--- TEXT Enclosed Below ---

2. Food Safety
It is essential that cocoa and chocolate products, in common with all other food products, should be safe to eat.
It is essential that cocoa and chocolate products, in common with all other food products, should be safe to eat. It follows that the ingredients, including cocoa beans, should not contain any impurities which could be present in the finished foods and prove injurious to the health of the consumer. There is a responsibility throughout the supply chain to ensure that raw materials and products meet all national and international legislative requirements enforced at point of entry and in the market place.
A number of organisations have been set up to establish standards for food safety management so that risks at any stage of the foods supply chain, from the farm to the consumer, can be identified and controlled.
These include:
The Codex Alimentarius Commission
Created in 1963 by FAO and WHO to develop harmonised international food standards, guidelines and codes of practice to protect the health of consumers and ensure fair practices in the food trade. The Commission also promotes coordination of all food standards work undertaken by international governmental and non-governmental organizations (https://www.fao.org/codexalimentarius).
International Organisation for Standardization
The ISO 22000 family of International Standards contains a number of standards each focussing on different aspects of food safety management (https://www.iso.org/iso-22000-food-safety-management).

--- End of Enclosed TEXT ---

EXERCISE 1: According to the food safety text, when was the Codex Alimentarius Commission created, and by whom?
EXERCISE 2: Rewrite the food safety text starting at "2. Food Safety" and ending at "the market place.", substituting "contaminants" for "impurities".

--- STUDY MATERIAL Enclosed Below ---

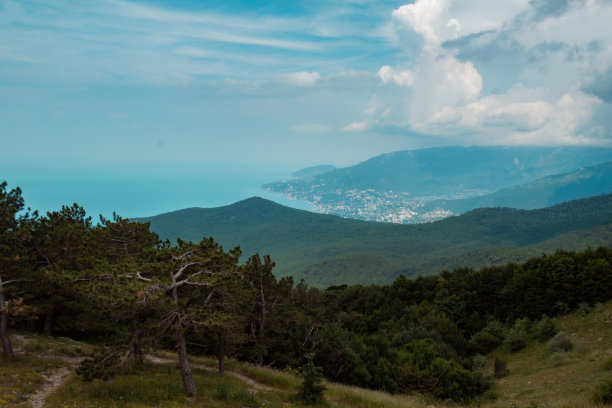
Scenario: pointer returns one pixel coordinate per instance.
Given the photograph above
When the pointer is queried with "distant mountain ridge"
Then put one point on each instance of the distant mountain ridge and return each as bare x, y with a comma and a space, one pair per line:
396, 187
314, 170
544, 192
326, 250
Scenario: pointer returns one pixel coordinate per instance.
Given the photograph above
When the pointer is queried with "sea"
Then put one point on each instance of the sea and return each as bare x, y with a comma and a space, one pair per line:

--- End of Enclosed STUDY MATERIAL ---

EXERCISE SOLUTION 1: It was created in 1963 by FAO and WHO.

EXERCISE SOLUTION 2:
2. Food Safety
It is essential that cocoa and chocolate products, in common with all other food products, should be safe to eat.
It is essential that cocoa and chocolate products, in common with all other food products, should be safe to eat. It follows that the ingredients, including cocoa beans, should not contain any contaminants which could be present in the finished foods and prove injurious to the health of the consumer. There is a responsibility throughout the supply chain to ensure that raw materials and products meet all national and international legislative requirements enforced at point of entry and in the market place.